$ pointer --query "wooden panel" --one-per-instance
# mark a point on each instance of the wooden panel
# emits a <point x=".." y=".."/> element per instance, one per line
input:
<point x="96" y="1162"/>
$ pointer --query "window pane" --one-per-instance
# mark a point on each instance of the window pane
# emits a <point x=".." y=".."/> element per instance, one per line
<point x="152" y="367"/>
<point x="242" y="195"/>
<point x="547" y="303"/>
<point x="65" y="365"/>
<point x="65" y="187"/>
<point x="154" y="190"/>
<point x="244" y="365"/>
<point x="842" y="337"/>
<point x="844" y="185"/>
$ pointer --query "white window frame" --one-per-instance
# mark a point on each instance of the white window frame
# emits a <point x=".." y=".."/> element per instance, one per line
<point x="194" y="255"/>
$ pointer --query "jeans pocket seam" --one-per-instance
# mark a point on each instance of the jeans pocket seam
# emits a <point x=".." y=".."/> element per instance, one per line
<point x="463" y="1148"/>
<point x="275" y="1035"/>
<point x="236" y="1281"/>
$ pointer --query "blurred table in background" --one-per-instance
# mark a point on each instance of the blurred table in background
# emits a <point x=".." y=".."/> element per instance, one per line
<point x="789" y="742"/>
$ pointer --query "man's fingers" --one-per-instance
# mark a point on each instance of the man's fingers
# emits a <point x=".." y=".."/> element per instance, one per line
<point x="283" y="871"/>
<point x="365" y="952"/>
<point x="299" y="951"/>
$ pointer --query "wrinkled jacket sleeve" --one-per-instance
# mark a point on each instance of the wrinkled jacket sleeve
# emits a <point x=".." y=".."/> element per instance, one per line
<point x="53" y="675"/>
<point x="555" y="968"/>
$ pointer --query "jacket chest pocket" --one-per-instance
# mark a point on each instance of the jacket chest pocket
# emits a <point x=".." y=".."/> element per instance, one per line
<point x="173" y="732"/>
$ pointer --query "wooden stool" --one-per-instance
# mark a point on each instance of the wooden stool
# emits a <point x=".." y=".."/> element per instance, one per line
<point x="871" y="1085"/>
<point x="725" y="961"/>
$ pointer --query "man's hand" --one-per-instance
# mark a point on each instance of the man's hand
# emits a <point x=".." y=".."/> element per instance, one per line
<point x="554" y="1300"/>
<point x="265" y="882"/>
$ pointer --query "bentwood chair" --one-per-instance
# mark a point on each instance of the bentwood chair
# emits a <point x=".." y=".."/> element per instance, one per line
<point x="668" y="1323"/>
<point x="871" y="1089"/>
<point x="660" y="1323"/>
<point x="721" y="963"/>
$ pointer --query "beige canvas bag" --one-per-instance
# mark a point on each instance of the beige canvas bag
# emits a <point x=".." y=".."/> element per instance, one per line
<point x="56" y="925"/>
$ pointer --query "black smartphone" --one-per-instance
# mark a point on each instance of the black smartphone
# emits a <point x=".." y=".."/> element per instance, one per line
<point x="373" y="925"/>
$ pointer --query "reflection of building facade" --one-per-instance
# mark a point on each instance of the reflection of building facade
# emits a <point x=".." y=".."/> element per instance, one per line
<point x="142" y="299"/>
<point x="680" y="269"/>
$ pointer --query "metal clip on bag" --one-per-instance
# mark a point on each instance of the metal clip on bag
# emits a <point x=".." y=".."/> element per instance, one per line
● ● ●
§ Given exercise
Write out all of the records once more, exactly.

§ Answer to the exercise
$ pointer --query "wooden panel" --one-per-instance
# mark a point on each instance of the wooden panel
# emits a <point x=".." y=".."/> element per instance, one per line
input:
<point x="96" y="1162"/>
$ pointer --query "window pane" --one-per-instance
# mark a point on each instance of the window pane
# emits a <point x=".." y=".."/> element per instance, one per line
<point x="152" y="367"/>
<point x="242" y="195"/>
<point x="547" y="303"/>
<point x="65" y="365"/>
<point x="65" y="187"/>
<point x="154" y="190"/>
<point x="244" y="365"/>
<point x="842" y="337"/>
<point x="844" y="185"/>
$ pointer --query "white window frame" --one-per-instance
# mark a point on each instance of the white window frame
# emits a <point x=".." y=".."/> element per instance, one per line
<point x="194" y="255"/>
$ pointer --query "jeans pocket seam" --one-per-instance
# mark a point on each instance of the jeans pocket seam
# emits a <point x=".." y=".."/> element per instance, one per line
<point x="463" y="1148"/>
<point x="275" y="1035"/>
<point x="236" y="1281"/>
$ pointer --query "blurred table in background" --one-per-instance
# mark a point on each instance of the blurred table in background
# emits a <point x=".." y=".."/> element per instance, one per line
<point x="789" y="742"/>
$ pointer --query "man's fingers" --one-per-instance
# mark a point on each instance of the man's fingers
# emits a <point x=".." y=".."/> element per instance, one per line
<point x="283" y="871"/>
<point x="365" y="952"/>
<point x="299" y="951"/>
$ pointer --query "wrinkled jacket sleeve" --one-per-instance
# mark a point on each instance of the wrinkled jacket sleeve
# emits a <point x=".." y=".."/> element per instance, one per line
<point x="53" y="675"/>
<point x="555" y="968"/>
$ pointer --query "jacket chest pocket" --one-per-instance
# mark a point on each instance of the jacket chest pocket
# emits a <point x=".." y=".."/> element per instance, one per line
<point x="173" y="732"/>
$ pointer --query "wooden stool" --one-per-instance
# mark a point on each instance of the wooden stool
# emits a <point x=".." y=".."/> element per instance, one per line
<point x="871" y="1085"/>
<point x="725" y="961"/>
$ pointer --query "man's hand" --one-per-instance
# mark a point on each instance of the man's hand
# emits a <point x=".." y=".."/> element per instance, one per line
<point x="554" y="1300"/>
<point x="265" y="882"/>
$ pointer --query "bentwood chair" --one-per-instance
# mark a point on each instance of the bentwood chair
# emits a <point x=".." y=".."/> element per instance, one per line
<point x="668" y="1323"/>
<point x="871" y="1089"/>
<point x="660" y="1323"/>
<point x="721" y="963"/>
$ pointer --query "beige canvas bag" --one-per-instance
# mark a point on each instance of the beige canvas bag
# emits a <point x=".." y=".."/> element per instance, one per line
<point x="56" y="925"/>
$ pointer --query "black smartphone" --one-per-instance
# mark a point on each instance of the black smartphone
# emits a <point x=".." y=".."/> element per instance, one per line
<point x="373" y="925"/>
$ pointer --query "reflection of building facade" --one-per-instance
# mark a point on each instance of the reflection of building facade
# emits a <point x=".." y=".."/> element per instance, one per line
<point x="142" y="299"/>
<point x="680" y="269"/>
$ pointer --query "metal clip on bag" --one-per-instance
# mark a point on each instance of the metal clip on bag
# emits a <point x=".." y=".."/> element per instance, one per line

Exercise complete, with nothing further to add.